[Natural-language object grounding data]

◇ ◇ ◇ ◇ ◇

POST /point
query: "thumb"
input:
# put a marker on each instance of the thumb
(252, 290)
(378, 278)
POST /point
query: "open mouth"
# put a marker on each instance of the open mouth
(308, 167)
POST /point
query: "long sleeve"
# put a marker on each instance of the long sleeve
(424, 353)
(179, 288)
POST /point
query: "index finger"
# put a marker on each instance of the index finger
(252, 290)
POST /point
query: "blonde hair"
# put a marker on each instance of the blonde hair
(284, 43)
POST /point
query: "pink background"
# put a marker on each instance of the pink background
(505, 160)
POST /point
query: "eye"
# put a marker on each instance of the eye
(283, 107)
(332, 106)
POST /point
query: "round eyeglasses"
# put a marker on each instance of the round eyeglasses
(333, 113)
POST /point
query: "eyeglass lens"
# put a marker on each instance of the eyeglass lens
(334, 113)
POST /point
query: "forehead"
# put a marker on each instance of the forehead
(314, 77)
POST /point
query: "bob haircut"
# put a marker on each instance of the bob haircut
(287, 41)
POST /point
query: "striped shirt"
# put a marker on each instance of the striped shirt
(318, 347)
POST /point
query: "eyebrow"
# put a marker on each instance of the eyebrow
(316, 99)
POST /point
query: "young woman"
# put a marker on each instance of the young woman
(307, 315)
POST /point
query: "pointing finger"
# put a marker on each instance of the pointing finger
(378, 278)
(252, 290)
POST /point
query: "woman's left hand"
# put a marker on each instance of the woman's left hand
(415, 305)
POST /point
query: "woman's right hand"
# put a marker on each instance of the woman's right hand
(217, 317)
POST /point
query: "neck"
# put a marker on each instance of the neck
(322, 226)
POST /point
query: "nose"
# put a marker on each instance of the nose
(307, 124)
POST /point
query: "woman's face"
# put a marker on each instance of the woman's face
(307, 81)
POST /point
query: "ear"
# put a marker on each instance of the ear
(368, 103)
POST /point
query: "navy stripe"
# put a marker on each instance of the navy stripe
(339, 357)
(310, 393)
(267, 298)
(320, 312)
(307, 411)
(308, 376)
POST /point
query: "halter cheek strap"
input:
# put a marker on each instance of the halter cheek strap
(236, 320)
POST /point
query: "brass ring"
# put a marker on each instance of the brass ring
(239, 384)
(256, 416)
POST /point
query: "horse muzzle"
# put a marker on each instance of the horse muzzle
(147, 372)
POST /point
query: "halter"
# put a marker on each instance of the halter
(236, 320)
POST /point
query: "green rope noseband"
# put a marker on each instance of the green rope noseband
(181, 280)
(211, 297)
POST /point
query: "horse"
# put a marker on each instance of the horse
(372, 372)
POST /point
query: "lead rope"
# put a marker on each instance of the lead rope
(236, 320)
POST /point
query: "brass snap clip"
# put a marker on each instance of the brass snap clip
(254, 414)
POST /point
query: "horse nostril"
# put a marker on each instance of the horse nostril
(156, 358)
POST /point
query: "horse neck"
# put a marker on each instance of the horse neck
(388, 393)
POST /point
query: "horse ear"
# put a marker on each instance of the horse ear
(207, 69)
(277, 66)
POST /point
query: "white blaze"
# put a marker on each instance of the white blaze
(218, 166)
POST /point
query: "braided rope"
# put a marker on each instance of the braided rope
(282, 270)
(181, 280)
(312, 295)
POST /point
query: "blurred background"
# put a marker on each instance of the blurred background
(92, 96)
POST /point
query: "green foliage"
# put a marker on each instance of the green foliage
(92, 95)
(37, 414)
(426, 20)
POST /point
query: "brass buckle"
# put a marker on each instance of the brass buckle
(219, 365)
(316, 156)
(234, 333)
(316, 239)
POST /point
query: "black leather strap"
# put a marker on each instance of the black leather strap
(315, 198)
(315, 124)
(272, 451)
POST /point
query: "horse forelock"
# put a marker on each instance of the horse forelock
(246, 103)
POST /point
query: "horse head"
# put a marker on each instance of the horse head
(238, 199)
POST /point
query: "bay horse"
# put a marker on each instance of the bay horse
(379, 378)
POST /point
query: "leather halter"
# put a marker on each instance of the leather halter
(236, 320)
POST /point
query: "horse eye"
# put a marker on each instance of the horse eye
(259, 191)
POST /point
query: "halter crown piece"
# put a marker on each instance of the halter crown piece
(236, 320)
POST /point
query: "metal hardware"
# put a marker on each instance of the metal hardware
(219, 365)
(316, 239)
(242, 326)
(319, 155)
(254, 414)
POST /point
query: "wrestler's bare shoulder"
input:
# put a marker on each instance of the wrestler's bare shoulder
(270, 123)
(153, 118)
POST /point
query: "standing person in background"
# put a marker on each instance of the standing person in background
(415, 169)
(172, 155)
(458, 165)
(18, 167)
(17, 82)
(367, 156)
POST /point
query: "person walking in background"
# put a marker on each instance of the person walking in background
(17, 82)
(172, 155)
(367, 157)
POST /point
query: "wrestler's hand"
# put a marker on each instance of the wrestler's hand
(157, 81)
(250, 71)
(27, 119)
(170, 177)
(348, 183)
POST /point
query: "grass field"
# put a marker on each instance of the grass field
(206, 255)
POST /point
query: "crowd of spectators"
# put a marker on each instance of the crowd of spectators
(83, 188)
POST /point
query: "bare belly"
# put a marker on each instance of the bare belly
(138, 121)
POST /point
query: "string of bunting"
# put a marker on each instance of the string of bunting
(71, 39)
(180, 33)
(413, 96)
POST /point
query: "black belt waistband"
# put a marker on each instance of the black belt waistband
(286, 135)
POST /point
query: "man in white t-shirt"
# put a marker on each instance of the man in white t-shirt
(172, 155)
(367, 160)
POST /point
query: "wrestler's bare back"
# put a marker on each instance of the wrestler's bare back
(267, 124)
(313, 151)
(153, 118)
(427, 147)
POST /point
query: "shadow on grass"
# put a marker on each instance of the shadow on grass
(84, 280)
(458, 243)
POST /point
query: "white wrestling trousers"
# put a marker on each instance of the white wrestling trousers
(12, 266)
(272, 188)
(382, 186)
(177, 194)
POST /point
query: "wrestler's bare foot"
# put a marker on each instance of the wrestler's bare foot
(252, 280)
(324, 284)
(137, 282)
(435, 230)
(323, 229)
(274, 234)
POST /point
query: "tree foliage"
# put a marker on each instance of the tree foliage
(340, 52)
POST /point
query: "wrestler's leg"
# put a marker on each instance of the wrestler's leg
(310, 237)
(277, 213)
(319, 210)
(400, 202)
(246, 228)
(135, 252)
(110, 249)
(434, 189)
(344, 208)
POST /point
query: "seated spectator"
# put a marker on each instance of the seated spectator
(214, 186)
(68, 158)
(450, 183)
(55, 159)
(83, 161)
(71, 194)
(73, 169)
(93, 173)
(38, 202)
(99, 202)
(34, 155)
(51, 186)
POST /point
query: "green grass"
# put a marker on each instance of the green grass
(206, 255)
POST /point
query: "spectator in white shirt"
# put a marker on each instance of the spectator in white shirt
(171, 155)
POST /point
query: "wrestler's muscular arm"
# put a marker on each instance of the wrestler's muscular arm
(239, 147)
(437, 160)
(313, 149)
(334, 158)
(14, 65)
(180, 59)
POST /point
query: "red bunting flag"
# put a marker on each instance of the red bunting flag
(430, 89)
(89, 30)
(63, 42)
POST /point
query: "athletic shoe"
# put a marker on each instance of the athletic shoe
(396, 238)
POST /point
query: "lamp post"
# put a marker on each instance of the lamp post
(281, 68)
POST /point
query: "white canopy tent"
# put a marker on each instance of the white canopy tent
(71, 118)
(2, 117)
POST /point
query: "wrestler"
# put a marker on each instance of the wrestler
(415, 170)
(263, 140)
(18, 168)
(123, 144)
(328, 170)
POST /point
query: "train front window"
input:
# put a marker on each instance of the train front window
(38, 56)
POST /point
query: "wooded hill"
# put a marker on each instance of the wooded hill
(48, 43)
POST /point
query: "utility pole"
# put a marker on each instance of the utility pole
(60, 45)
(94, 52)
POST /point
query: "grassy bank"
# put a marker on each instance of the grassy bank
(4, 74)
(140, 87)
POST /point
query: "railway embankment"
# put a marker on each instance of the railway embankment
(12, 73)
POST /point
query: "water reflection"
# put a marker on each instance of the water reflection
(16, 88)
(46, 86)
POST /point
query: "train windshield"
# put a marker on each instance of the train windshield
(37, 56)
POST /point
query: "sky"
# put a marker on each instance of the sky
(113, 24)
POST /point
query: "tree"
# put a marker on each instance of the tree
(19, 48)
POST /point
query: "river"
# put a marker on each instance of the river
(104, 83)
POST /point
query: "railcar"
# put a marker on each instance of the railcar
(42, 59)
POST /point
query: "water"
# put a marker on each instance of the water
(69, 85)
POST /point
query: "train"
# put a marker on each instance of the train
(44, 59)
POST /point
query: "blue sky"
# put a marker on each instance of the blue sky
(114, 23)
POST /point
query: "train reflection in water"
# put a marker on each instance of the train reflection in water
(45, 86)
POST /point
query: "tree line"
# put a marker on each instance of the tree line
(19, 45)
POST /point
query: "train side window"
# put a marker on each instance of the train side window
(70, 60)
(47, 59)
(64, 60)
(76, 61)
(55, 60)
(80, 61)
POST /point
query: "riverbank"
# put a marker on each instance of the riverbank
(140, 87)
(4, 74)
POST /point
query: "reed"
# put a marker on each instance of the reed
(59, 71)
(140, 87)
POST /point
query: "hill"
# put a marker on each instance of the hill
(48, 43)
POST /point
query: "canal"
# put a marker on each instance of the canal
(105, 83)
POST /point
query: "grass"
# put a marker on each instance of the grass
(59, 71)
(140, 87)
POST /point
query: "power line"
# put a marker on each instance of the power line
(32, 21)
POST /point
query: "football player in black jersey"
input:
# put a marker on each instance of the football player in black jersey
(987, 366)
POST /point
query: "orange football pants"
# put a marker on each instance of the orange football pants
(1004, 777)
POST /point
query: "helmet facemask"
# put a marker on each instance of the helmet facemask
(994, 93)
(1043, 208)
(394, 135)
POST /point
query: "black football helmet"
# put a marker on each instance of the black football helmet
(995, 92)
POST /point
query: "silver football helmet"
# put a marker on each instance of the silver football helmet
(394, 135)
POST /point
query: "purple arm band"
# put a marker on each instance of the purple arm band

◇ ◇ ◇ ◇ ◇

◆ Task goal
For each line of the entries that contains the word "purple", make a copy.

◆ Written response
query: "purple arm band"
# put a marker on each instance of the purple arm band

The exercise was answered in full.